What needs to be done: Copy nothing before the line containing "output point(105, 75)". Reproduce that line and all that follow, exactly, through the end of the records.

BEGIN

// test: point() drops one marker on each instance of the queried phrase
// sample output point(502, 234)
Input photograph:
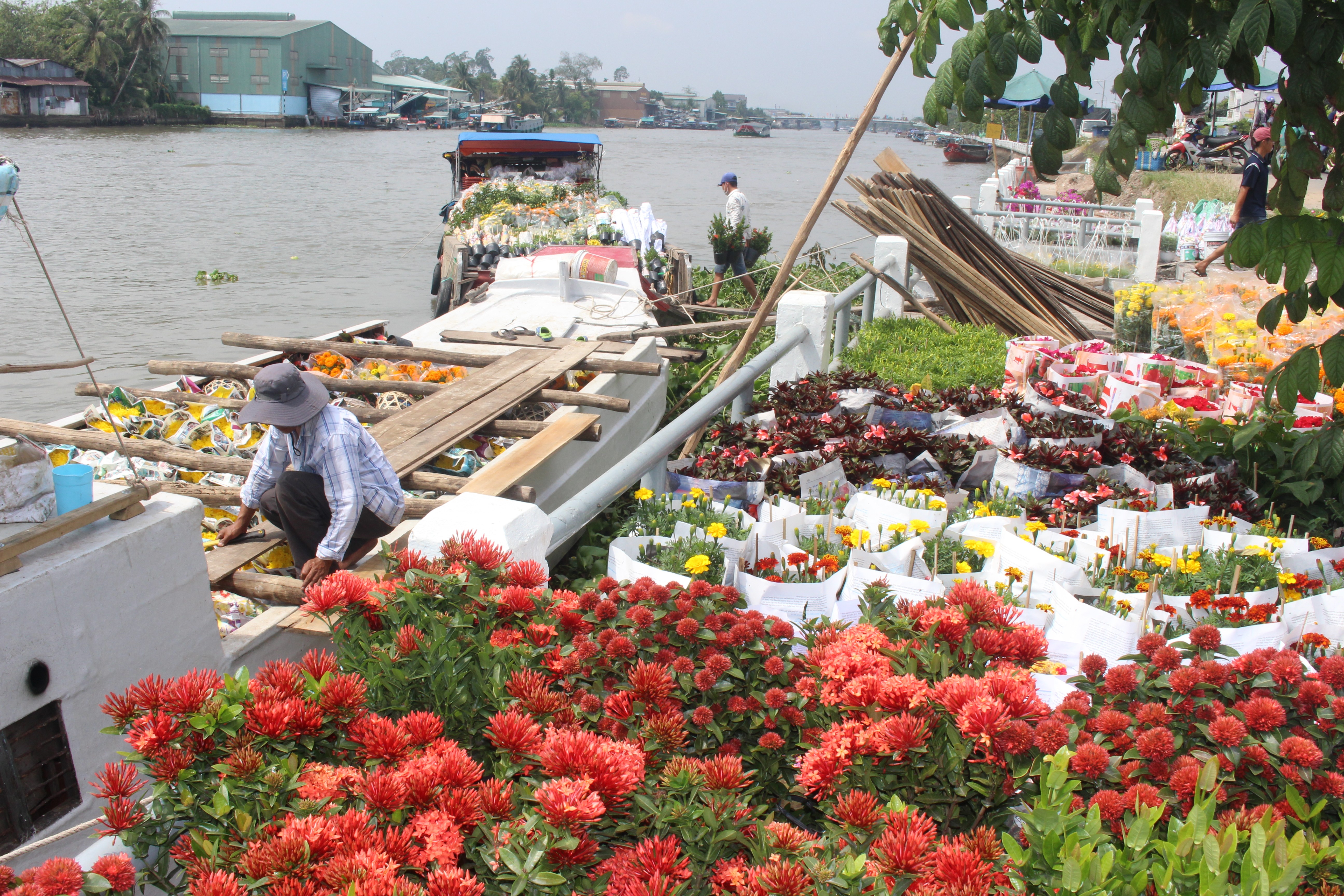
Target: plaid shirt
point(355, 473)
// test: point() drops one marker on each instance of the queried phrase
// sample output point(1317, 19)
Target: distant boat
point(510, 123)
point(967, 151)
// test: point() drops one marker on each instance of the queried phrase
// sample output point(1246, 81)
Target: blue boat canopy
point(472, 136)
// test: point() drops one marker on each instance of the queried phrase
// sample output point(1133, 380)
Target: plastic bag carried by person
point(27, 491)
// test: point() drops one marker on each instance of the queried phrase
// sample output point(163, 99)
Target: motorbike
point(1195, 148)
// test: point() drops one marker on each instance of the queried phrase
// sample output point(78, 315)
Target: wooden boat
point(967, 151)
point(752, 130)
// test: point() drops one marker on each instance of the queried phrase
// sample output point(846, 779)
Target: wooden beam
point(687, 330)
point(445, 484)
point(412, 354)
point(148, 449)
point(222, 561)
point(905, 293)
point(44, 533)
point(50, 366)
point(472, 338)
point(418, 449)
point(455, 397)
point(265, 587)
point(521, 460)
point(375, 387)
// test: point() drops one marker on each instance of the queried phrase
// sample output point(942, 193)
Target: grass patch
point(1181, 187)
point(913, 351)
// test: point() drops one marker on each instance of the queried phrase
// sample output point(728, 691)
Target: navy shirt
point(1256, 177)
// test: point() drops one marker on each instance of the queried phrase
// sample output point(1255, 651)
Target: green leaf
point(548, 879)
point(1029, 41)
point(1064, 93)
point(1298, 264)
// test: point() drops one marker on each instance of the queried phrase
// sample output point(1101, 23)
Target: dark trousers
point(299, 506)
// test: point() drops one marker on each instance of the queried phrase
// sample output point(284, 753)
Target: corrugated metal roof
point(239, 29)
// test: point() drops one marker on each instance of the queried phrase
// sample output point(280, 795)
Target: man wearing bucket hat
point(1250, 199)
point(738, 212)
point(341, 495)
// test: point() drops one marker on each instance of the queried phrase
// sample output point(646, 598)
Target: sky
point(810, 58)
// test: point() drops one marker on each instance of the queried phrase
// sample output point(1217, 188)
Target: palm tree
point(90, 38)
point(144, 33)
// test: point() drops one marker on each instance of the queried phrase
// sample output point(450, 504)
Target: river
point(324, 229)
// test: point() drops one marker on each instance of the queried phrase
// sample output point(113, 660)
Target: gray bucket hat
point(285, 397)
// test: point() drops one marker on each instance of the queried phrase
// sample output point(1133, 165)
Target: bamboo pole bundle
point(979, 281)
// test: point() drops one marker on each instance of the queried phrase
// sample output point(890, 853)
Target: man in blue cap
point(737, 212)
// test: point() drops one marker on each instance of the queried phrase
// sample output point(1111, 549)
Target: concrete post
point(889, 302)
point(814, 354)
point(990, 195)
point(1150, 242)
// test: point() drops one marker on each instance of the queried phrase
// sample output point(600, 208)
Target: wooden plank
point(265, 587)
point(221, 562)
point(410, 354)
point(453, 397)
point(472, 338)
point(148, 449)
point(521, 460)
point(687, 330)
point(38, 535)
point(415, 452)
point(374, 387)
point(889, 162)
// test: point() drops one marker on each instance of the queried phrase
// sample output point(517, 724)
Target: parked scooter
point(1195, 148)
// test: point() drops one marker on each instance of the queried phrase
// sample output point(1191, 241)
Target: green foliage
point(911, 351)
point(1072, 852)
point(1158, 44)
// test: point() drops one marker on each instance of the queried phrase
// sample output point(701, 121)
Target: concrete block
point(1150, 244)
point(889, 303)
point(814, 354)
point(522, 528)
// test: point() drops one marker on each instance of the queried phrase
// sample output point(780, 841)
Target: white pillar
point(889, 302)
point(990, 195)
point(1150, 241)
point(812, 354)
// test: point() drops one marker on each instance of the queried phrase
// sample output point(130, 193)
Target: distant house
point(41, 88)
point(624, 100)
point(265, 64)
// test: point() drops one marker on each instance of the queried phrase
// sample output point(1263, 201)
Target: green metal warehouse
point(264, 64)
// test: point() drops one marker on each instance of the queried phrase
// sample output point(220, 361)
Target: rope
point(93, 379)
point(38, 844)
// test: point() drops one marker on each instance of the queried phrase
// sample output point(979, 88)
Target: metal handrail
point(1052, 202)
point(576, 514)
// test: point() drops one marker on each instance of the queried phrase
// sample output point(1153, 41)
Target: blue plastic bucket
point(74, 487)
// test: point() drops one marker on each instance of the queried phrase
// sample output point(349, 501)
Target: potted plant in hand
point(725, 240)
point(757, 245)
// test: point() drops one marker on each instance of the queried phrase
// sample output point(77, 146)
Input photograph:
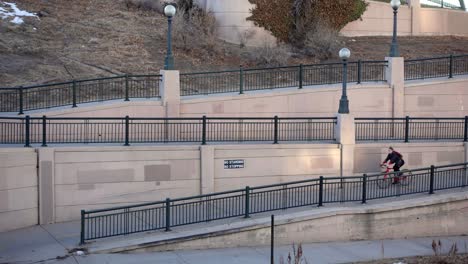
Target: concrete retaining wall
point(99, 177)
point(18, 188)
point(438, 98)
point(76, 178)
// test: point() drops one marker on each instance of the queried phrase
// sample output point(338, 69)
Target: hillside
point(90, 38)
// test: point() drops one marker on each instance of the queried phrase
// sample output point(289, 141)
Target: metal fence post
point(407, 129)
point(272, 249)
point(431, 181)
point(44, 131)
point(168, 215)
point(275, 133)
point(321, 191)
point(204, 130)
point(21, 112)
point(465, 134)
point(364, 188)
point(74, 93)
point(82, 227)
point(126, 88)
point(451, 66)
point(27, 128)
point(301, 75)
point(247, 202)
point(241, 80)
point(127, 131)
point(359, 71)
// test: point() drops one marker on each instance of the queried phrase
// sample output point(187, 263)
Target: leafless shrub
point(296, 258)
point(149, 5)
point(244, 36)
point(322, 42)
point(195, 30)
point(269, 55)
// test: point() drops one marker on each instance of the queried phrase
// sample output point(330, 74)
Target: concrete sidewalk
point(56, 244)
point(42, 245)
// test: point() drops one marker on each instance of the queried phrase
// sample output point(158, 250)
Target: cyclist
point(396, 159)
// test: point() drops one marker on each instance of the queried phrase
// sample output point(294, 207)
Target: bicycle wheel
point(383, 181)
point(405, 177)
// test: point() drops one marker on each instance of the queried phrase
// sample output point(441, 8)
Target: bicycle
point(385, 179)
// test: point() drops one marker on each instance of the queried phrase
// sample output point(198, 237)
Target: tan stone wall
point(232, 24)
point(378, 20)
point(271, 164)
point(430, 217)
point(136, 108)
point(100, 177)
point(18, 188)
point(438, 98)
point(320, 101)
point(436, 21)
point(76, 178)
point(367, 157)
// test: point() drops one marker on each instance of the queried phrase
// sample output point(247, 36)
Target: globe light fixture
point(170, 12)
point(344, 54)
point(394, 50)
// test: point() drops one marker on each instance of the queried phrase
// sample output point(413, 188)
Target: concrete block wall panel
point(18, 188)
point(439, 98)
point(378, 20)
point(272, 164)
point(435, 21)
point(99, 177)
point(147, 108)
point(365, 100)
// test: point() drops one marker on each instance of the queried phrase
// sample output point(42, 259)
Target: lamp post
point(344, 103)
point(169, 11)
point(394, 51)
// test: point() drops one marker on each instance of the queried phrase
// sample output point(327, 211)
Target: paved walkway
point(56, 243)
point(48, 245)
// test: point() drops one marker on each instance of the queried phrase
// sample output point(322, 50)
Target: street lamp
point(394, 52)
point(344, 103)
point(169, 11)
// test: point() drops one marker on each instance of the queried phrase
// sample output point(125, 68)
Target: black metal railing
point(436, 67)
point(54, 130)
point(242, 80)
point(96, 224)
point(410, 129)
point(79, 91)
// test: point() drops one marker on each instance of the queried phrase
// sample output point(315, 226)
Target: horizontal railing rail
point(449, 66)
point(164, 215)
point(125, 87)
point(242, 80)
point(76, 130)
point(411, 129)
point(76, 92)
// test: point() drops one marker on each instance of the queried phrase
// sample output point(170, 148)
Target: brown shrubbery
point(311, 26)
point(195, 30)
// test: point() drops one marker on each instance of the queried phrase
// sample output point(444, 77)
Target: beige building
point(376, 21)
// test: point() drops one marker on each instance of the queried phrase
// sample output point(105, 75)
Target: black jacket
point(393, 157)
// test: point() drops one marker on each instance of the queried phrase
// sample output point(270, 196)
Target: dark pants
point(396, 168)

END

Reply:
// sample output point(105, 75)
Target: black jacket
point(393, 157)
// test: point() drops one marker on each instance of the queried phrase
// sample output point(270, 196)
Target: dark pants
point(396, 168)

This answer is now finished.